(Entries from a dataset)
● ● ● ●

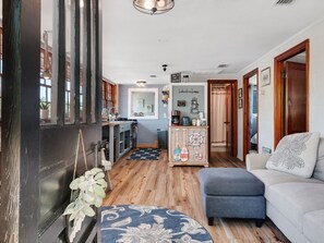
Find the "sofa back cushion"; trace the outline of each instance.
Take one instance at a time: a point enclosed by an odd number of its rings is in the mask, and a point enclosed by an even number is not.
[[[267,169],[310,178],[313,174],[319,149],[320,133],[296,133],[283,137]]]
[[[320,138],[317,161],[315,165],[313,178],[324,181],[324,137]]]

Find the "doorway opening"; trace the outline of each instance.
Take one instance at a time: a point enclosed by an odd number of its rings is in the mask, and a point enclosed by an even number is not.
[[[243,76],[243,159],[259,151],[259,69]]]
[[[275,58],[275,147],[309,131],[309,39]]]
[[[237,81],[208,81],[208,144],[212,153],[237,157]]]

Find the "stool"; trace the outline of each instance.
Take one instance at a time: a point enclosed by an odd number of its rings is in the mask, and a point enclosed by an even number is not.
[[[106,172],[108,189],[112,190],[112,184],[111,184],[110,175],[109,175],[109,170],[111,170],[112,165],[110,161],[106,160],[104,149],[101,150],[101,165],[104,167],[104,171]]]
[[[241,168],[206,168],[199,172],[202,201],[208,224],[214,217],[265,219],[264,184]]]

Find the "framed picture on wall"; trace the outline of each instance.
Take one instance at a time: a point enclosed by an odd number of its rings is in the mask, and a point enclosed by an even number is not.
[[[185,100],[178,100],[178,107],[185,107]]]
[[[269,66],[261,71],[261,86],[271,84],[271,69]]]
[[[239,99],[239,109],[243,108],[243,99]]]
[[[239,98],[243,98],[243,89],[242,88],[239,88]]]

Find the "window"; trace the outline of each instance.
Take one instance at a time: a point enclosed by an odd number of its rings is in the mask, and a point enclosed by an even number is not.
[[[103,108],[112,108],[116,106],[116,86],[106,80],[103,80]]]

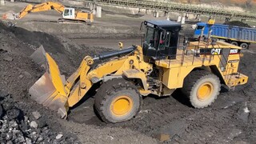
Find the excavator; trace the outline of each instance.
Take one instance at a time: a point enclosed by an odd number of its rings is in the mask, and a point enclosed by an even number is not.
[[[38,5],[27,5],[23,10],[18,14],[7,12],[3,14],[3,19],[20,19],[25,17],[29,13],[41,12],[54,10],[62,14],[62,18],[58,19],[58,22],[92,22],[94,16],[91,12],[82,10],[76,10],[74,8],[65,7],[59,2],[46,2]]]
[[[209,22],[212,25],[212,22]],[[77,70],[66,80],[43,47],[31,55],[46,69],[30,88],[31,98],[66,118],[89,91],[96,91],[95,111],[105,122],[120,122],[136,116],[142,97],[170,96],[177,89],[194,108],[210,106],[221,90],[246,84],[248,77],[238,71],[241,47],[201,37],[180,42],[181,24],[167,20],[142,23],[142,46],[86,56]]]

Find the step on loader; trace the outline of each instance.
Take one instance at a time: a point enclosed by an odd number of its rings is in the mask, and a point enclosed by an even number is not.
[[[106,122],[120,122],[138,114],[142,97],[149,94],[170,96],[181,89],[194,107],[204,108],[214,102],[222,85],[234,88],[247,82],[248,77],[238,72],[241,47],[206,38],[179,42],[181,24],[171,21],[142,24],[142,46],[86,56],[66,80],[39,48],[31,58],[46,70],[30,89],[31,98],[66,118],[69,108],[97,84],[97,113]]]

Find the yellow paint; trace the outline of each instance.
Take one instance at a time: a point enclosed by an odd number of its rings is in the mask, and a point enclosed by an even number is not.
[[[62,14],[65,10],[65,6],[55,2],[46,2],[34,6],[29,4],[22,10],[19,12],[19,14],[18,15],[17,18],[22,18],[29,13],[47,11],[50,10],[54,10],[57,12]],[[75,11],[74,20],[90,20],[90,22],[94,22],[94,15],[91,13],[86,13],[83,11],[78,10]]]
[[[196,51],[198,49],[205,48],[241,49],[239,46],[224,42],[218,42],[217,45],[214,46],[207,46],[207,43],[202,42],[194,42],[189,44],[187,50]],[[217,67],[220,73],[220,78],[222,78],[225,84],[230,87],[247,82],[247,76],[237,73],[240,61],[239,54],[230,54],[226,67],[222,70],[219,68],[222,59],[220,54],[194,55],[183,54],[185,54],[184,51],[178,50],[176,59],[161,59],[154,62],[151,60],[151,63],[149,63],[147,62],[149,58],[144,58],[142,48],[138,46],[134,53],[110,59],[98,65],[94,69],[90,66],[94,63],[93,59],[86,56],[78,70],[66,82],[62,82],[56,62],[46,53],[49,79],[56,89],[54,94],[47,95],[47,102],[56,101],[61,103],[58,106],[62,107],[62,110],[64,110],[63,107],[65,107],[67,110],[68,107],[74,106],[86,94],[93,86],[92,78],[102,80],[109,75],[113,78],[122,76],[130,79],[140,79],[142,82],[137,86],[142,95],[149,94],[159,96],[170,95],[175,89],[183,86],[184,78],[195,68],[203,68],[210,71],[210,66]],[[160,86],[159,89],[149,87],[150,84],[147,78],[148,74],[153,70],[153,66],[159,71],[155,80],[157,84]],[[199,99],[204,99],[210,95],[211,90],[212,86],[209,83],[202,86],[198,91]],[[125,95],[118,98],[119,99],[113,101],[114,103],[110,108],[115,115],[124,115],[130,110],[130,106],[132,106],[132,101]]]
[[[112,101],[110,109],[113,115],[122,117],[130,112],[133,104],[134,102],[129,96],[119,96]]]
[[[210,82],[202,83],[198,89],[197,96],[200,101],[210,98],[214,91],[214,86]]]

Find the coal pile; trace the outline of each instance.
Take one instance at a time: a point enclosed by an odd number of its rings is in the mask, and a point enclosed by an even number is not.
[[[244,23],[241,21],[231,21],[231,22],[226,22],[223,23],[224,25],[229,26],[242,26],[242,27],[251,27],[247,23]]]
[[[0,142],[12,143],[78,143],[62,132],[49,128],[38,111],[25,114],[11,95],[0,92]]]

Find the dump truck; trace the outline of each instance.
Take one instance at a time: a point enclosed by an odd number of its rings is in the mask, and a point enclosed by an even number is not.
[[[171,21],[145,21],[142,26],[142,46],[86,56],[66,80],[50,54],[38,49],[31,58],[46,70],[30,88],[31,98],[66,118],[70,107],[95,90],[96,112],[114,123],[136,116],[142,98],[149,94],[170,96],[181,89],[181,97],[204,108],[217,98],[221,85],[234,89],[247,82],[238,72],[241,47],[214,39],[184,38],[180,42],[181,24]]]
[[[92,22],[94,16],[91,12],[78,10],[71,7],[65,7],[59,2],[46,2],[38,5],[27,5],[20,12],[15,14],[13,12],[6,12],[2,15],[3,19],[21,19],[30,13],[47,11],[54,10],[62,14],[62,18],[58,19],[58,22]]]
[[[206,22],[197,23],[194,37],[198,38],[203,30],[203,36],[207,36],[210,26]],[[256,29],[214,24],[211,27],[211,37],[223,40],[232,45],[240,46],[242,49],[249,49],[251,43],[256,43]]]

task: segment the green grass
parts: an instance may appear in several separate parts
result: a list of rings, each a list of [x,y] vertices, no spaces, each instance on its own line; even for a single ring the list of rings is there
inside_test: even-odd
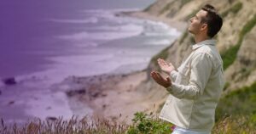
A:
[[[242,3],[241,2],[236,3],[231,8],[228,8],[224,12],[223,12],[220,15],[223,18],[225,18],[230,13],[233,13],[234,14],[237,14],[242,8]]]
[[[152,4],[150,4],[148,7],[147,7],[143,11],[144,11],[144,12],[149,11],[149,9],[150,9],[154,5],[154,3],[152,3]]]
[[[236,59],[237,52],[240,48],[240,46],[242,42],[245,35],[255,26],[255,24],[256,24],[256,14],[254,14],[253,18],[250,20],[242,27],[242,30],[240,31],[239,34],[239,39],[237,43],[221,53],[224,70],[226,70],[230,65],[231,65],[234,63],[235,59]]]
[[[256,82],[236,90],[220,98],[216,109],[216,120],[230,115],[256,114]]]

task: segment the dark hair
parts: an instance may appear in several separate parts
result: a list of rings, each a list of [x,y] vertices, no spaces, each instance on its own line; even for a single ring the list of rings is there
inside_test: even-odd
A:
[[[202,18],[201,22],[208,25],[207,36],[213,37],[222,26],[222,18],[217,13],[215,8],[210,4],[206,4],[201,9],[207,12],[207,16]]]

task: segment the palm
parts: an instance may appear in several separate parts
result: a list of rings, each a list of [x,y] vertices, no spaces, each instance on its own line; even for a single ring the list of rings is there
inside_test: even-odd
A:
[[[171,63],[168,64],[164,59],[158,59],[157,62],[161,70],[168,74],[174,70],[174,66]]]

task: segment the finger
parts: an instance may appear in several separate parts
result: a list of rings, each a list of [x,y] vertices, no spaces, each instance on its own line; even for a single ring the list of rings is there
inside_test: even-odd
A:
[[[155,76],[158,80],[162,81],[163,77],[161,76],[161,75],[159,72],[155,73]]]
[[[169,76],[166,77],[166,80],[167,80],[168,82],[172,81]]]
[[[168,65],[168,64],[164,60],[164,59],[161,59],[161,61],[160,61],[163,64],[165,64],[165,65]]]

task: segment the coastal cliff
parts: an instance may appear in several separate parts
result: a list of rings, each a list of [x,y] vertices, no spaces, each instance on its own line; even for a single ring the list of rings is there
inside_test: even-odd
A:
[[[159,19],[163,22],[169,20],[174,25],[178,22],[189,24],[189,18],[206,3],[214,5],[224,19],[223,27],[215,38],[224,61],[226,80],[224,96],[256,82],[256,9],[253,8],[256,6],[255,1],[157,0],[143,11],[131,13],[131,15],[151,16],[148,18],[153,18],[154,20]],[[179,27],[184,30],[182,36],[151,59],[147,69],[147,81],[137,87],[138,90],[150,94],[151,98],[148,99],[154,100],[160,108],[168,92],[158,86],[148,74],[152,70],[160,70],[156,62],[158,58],[172,62],[175,67],[178,67],[183,59],[189,56],[191,45],[195,42],[192,35],[186,31],[187,25]]]

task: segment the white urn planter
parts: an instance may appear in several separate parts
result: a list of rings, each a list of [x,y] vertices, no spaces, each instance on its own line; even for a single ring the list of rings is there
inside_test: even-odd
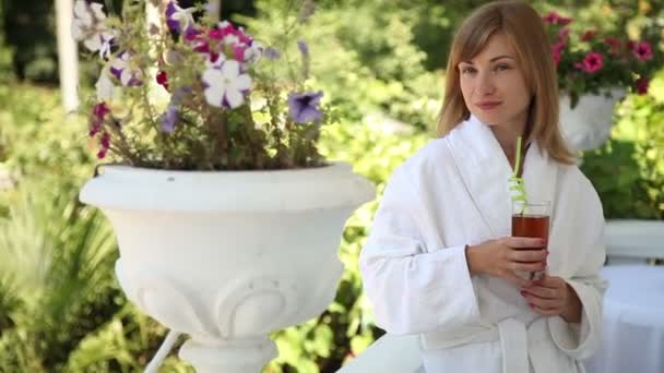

● ● ● ●

_INSTRUCTION_: Reproduce the portion of the listing that runs from its start through the line containing "[[[320,138],[317,161],[315,165],[313,178],[324,181],[324,137]]]", substituting "contour" for "outline" and leaving everything else unchanged. Omit the pictures from your answer.

_WRITTEN ANSWER_:
Find the "sofa back cushion"; trace the contour of each instance.
Take one instance at a time: a point enclosed by an odd number of its rings is in the mask, and a point enclosed by an even number is not.
[[[267,169],[310,178],[313,174],[319,149],[320,133],[296,133],[283,137]]]
[[[320,138],[317,161],[315,165],[313,178],[324,181],[324,137]]]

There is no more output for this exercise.